(Source records)
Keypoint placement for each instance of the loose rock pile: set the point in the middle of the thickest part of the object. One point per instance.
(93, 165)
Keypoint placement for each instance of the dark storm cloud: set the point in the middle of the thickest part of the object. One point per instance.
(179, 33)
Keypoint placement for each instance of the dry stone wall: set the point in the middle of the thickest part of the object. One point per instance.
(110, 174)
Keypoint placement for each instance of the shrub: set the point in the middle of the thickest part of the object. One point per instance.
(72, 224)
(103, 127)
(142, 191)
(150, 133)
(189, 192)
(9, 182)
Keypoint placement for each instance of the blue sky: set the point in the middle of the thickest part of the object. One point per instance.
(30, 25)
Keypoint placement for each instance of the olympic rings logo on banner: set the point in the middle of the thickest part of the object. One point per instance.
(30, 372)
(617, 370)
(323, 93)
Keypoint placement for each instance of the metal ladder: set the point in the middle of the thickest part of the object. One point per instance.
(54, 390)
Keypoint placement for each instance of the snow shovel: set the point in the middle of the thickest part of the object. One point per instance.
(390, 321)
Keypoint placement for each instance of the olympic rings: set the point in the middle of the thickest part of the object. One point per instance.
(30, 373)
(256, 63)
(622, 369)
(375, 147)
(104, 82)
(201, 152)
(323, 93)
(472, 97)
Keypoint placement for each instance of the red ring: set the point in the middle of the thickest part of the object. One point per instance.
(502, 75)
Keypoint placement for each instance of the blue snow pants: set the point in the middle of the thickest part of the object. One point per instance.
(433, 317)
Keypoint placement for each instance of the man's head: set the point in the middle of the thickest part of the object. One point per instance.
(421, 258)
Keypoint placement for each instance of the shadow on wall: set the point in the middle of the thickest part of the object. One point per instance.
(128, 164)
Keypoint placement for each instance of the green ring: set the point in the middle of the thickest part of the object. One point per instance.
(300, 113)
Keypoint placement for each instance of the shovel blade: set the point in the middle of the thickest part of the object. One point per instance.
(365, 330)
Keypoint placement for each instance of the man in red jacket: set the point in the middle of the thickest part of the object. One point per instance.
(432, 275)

(What needs to be done) Reproduce the lines from the one containing "Keypoint placement for each instance of the shadow" through the end of the material, inclusive, swapping "thickest" for "widest" and leaving all else unchanged.

(Answer to this exercise)
Keypoint placement for each instance of the shadow on wall: set the point in the middle of the widest part of the object. One point per instance.
(128, 164)
Keypoint placement for each instance of the green ring: set the point in the middle of the widest part of the object. One point per instance.
(300, 113)
Keypoint placement for each instance of the shovel blade: set the point in the middle of the widest part of the object. One point per instance.
(365, 330)
Keypoint placement for each instance of the man in red jacket: set the point in the middle of the widest part of the object. One point per instance.
(432, 275)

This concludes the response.